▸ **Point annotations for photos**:

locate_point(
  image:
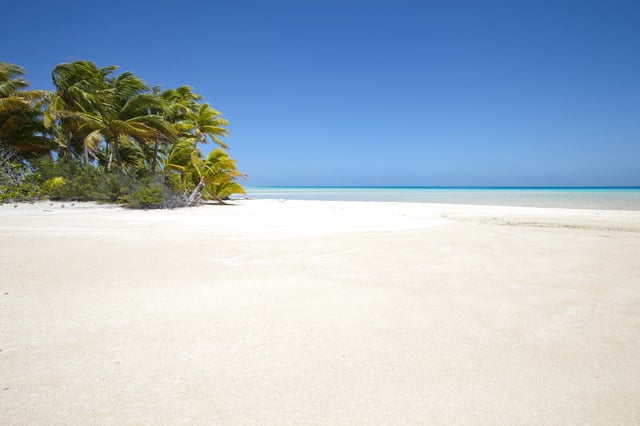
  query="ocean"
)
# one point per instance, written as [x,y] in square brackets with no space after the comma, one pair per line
[627,198]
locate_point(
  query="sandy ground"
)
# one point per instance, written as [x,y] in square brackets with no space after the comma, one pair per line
[303,312]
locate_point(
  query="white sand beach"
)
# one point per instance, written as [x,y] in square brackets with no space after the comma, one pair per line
[314,312]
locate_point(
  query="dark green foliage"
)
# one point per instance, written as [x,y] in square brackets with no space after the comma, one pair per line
[104,137]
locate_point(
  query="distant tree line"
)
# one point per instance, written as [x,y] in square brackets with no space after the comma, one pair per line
[108,137]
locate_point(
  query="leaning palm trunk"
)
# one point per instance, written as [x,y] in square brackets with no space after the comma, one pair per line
[195,192]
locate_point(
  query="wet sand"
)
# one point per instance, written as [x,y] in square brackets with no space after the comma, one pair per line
[315,312]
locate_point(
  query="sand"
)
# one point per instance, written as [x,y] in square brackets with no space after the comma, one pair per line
[303,312]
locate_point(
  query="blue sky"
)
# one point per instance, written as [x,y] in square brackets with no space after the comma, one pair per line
[353,92]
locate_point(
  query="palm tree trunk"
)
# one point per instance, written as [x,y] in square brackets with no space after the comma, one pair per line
[116,150]
[85,156]
[154,161]
[195,192]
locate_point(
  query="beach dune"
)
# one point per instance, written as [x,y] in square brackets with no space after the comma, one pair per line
[317,312]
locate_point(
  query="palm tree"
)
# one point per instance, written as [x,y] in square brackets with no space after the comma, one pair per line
[77,87]
[127,113]
[207,122]
[20,114]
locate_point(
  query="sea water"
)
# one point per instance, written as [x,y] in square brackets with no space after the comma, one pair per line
[627,198]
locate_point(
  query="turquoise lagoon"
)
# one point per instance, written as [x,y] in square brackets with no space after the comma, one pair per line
[607,198]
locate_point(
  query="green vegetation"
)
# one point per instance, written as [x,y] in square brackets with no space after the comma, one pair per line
[102,136]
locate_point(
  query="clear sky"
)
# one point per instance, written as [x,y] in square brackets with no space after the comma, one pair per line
[355,92]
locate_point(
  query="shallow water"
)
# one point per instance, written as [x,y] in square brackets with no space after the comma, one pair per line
[577,198]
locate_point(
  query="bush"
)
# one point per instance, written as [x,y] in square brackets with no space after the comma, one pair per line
[146,196]
[18,183]
[56,187]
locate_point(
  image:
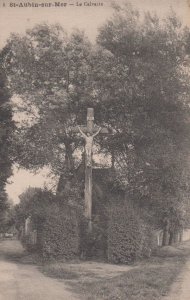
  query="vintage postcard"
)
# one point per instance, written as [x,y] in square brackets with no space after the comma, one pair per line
[94,149]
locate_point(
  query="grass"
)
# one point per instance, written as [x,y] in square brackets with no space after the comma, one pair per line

▸ **Requirements**: Transcribe the records above exactly as they appear, leaving out any pictures.

▸ **Answer to this exercise**:
locate_point(
  image:
  query="ocean"
)
# one point per instance, written as [x,y] in square brackets with no space after the comma, one pair per line
[627,198]
locate_point(
  query="sandy ground"
)
# one point per instance, written as [x,y] in square brackets with no space after the comma, one pair per line
[303,312]
locate_point(
  query="white sand beach"
)
# one point per instance, written as [x,y] in square brackets with no space after the comma, one pair per line
[314,312]
locate_point(
  query="dark green foliage"
)
# one point per instance, written as [x,y] in square brackets with no space after the comma, one pair per line
[104,137]
locate_point(
  query="distant tree line"
)
# one point per instance, written as [x,y] in square brackets with no space after the comma, one pair per line
[108,137]
locate_point(
  query="leaning palm trunk"
)
# one point per instance, written as [x,y] in square brackets with no space after the comma, one pair per line
[195,192]
locate_point(
  query="wet sand"
)
# one point per instance, written as [x,y] in square brackets with no space after the comma, one pair per line
[315,312]
locate_point(
  query="sand"
)
# one point per instance, written as [x,y] in square brackets with no space after the comma, one pair per line
[303,312]
locate_point(
  query="blue sky"
)
# one point per instance, written as [x,y] in square brackets with no space after the comma, one pair per line
[353,92]
locate_point(
  query="palm tree trunk"
)
# one point per instance, written as [x,y] in square brackets with no space after the comma, one pair per line
[116,150]
[85,156]
[154,161]
[195,192]
locate_point(
  query="beach dune"
)
# one point per instance, written as [x,y] in square brackets with no space after the comma, one pair per line
[317,312]
locate_point(
  query="palm tree"
)
# one point per instance, written as [x,y] in square brackets with no space after the comma, one pair per line
[77,87]
[127,113]
[207,122]
[20,114]
locate_point(
  query="sea water"
)
# one point per instance, written as [x,y] in square brackets with no space after the comma, one pair per line
[627,198]
locate_point(
  query="turquoise lagoon"
)
# one point per instance, written as [x,y] in square brackets with no space after the comma, one pair per line
[607,198]
locate_point(
  query="green vegetation"
)
# one point per instance, written as [x,y] in square brackets with no space after the comma, one pair per line
[102,136]
locate_point(
  query="clear sky"
)
# one point per instance, written as [x,y] in square brackets with no space after the comma, one pair per line
[355,92]
locate_point(
  query="shallow water"
)
# one point per instance, written as [x,y] in square brackets with no space after the comma, one pair per line
[577,198]
locate_point(
  query="bush"
)
# one point per instance, written as [x,y] in square brackets with no space after the comma, one pair per line
[146,196]
[18,183]
[56,187]
locate_point(
  image:
  query="vintage postcard"
)
# one point per instance, written as [x,y] in square brackets with no space after the comma, one pair per line
[94,149]
locate_point(
  query="grass"
)
# one point per instance, written as [x,y] in square brackets with no space after the comma, one pair per line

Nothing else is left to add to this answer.